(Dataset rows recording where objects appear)

***

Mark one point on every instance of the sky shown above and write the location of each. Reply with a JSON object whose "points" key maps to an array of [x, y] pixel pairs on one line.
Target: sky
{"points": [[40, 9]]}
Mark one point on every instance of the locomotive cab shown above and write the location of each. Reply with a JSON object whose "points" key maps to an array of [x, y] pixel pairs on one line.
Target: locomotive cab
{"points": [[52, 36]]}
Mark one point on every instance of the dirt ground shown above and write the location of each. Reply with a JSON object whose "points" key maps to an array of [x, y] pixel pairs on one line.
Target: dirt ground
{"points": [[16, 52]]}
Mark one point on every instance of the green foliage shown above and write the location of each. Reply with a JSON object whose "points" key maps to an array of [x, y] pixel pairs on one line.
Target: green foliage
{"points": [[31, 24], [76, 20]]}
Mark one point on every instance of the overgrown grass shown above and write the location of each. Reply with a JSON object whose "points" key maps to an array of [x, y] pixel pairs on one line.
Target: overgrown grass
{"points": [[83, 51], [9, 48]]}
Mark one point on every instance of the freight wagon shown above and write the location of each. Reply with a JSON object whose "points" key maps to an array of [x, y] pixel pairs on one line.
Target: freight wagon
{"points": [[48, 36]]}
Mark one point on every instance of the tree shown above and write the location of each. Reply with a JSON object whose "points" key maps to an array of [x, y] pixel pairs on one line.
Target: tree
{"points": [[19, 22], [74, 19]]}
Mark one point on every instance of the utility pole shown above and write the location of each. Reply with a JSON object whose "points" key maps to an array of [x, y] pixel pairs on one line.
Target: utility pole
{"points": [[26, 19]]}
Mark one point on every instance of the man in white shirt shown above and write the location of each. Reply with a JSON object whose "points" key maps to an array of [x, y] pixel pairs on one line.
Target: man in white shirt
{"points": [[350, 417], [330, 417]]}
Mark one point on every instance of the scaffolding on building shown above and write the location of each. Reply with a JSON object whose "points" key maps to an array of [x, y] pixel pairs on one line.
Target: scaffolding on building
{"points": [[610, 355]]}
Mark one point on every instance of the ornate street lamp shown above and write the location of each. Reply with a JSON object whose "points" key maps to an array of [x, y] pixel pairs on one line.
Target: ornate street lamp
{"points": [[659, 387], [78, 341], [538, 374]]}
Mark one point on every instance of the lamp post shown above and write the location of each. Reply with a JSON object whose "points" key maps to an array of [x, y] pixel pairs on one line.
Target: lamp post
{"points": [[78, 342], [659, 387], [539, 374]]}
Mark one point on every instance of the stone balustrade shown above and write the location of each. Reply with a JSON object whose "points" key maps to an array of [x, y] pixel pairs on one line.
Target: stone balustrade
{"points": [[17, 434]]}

***

Rewrite the records from the line containing "Mark one point on every instance of the freight" through the end of the records, changing "ornate street lamp" to "decorative street lamp" and leaving everything else unchanged.

Mark one point on every instance of the freight wagon shown above and write the location of each. Reply with a JSON object whose "points" key maps to an array of [x, y] pixel pairs on one line.
Target: freight wagon
{"points": [[48, 36]]}
Mark one point on every instance of the tree shown above and write the location of each. Reply with a JSON object whose "points" key maps to an array of [x, y] pixel pairs on one line.
Target: tree
{"points": [[19, 22], [74, 19]]}
Mark one point on every instance of the utility pole shown above and write the location of each. Reply with a JSON object whose "points" key maps to an array of [x, y] pixel pairs on one line.
Target: utility pole
{"points": [[26, 19]]}
Mark one point on every instance of the man in white shirt shown above and write the location of each. Reply with a JSON object whose "points" key maps to an array of [x, y] pixel pairs on one line.
Target: man in white shirt
{"points": [[350, 417], [330, 417]]}
Mark one point on every instance of the scaffolding on building shown above and write the location of each. Reply with a JSON object whose "points" key maps to an array of [x, y] pixel pairs on one line.
Target: scaffolding on building
{"points": [[610, 355]]}
Mark one point on every instance of the decorative street lamp shown above and write the location of each. Reply with a JSON object whose "points" key maps to an array of [x, y] pixel pairs on one line.
Target: decorative street lamp
{"points": [[659, 387], [78, 341], [538, 374]]}
Mark one point on every instance of the lamp post shown above and write the location of each. Reply with a JSON object whose "points" key maps to an array of [x, y] pixel pairs on one line.
Target: lamp post
{"points": [[78, 342], [659, 387], [539, 374]]}
Mark one point on every instance of the stone balustrade shown above and write the location of each. Reply with a JSON object whose "points" key maps to an array of [x, y] pixel pairs on one line.
Target: stone balustrade
{"points": [[17, 434]]}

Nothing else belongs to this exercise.